What the exercise asks>
From the entries below, extract every line that contains the word "wooden". Treat the match as case-sensitive.

Records for the task>
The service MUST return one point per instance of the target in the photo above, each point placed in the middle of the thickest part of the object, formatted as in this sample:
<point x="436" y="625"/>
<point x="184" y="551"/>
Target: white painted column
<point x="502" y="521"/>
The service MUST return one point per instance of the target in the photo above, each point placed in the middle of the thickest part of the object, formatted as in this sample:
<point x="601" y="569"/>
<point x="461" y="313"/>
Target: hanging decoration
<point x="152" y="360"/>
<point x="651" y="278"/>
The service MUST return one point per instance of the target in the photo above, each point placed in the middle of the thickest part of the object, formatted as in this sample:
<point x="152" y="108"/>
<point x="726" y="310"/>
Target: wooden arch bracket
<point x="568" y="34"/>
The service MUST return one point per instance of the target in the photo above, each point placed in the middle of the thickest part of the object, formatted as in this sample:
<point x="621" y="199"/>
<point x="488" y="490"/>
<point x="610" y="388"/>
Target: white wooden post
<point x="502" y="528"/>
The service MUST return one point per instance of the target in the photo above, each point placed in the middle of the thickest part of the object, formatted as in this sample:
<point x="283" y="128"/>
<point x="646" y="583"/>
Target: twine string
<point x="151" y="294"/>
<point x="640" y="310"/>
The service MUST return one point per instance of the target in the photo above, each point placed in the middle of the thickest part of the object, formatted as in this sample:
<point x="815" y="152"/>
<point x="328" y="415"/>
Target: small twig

Result of this exercise>
Target: wooden arch bracket
Target: white wooden post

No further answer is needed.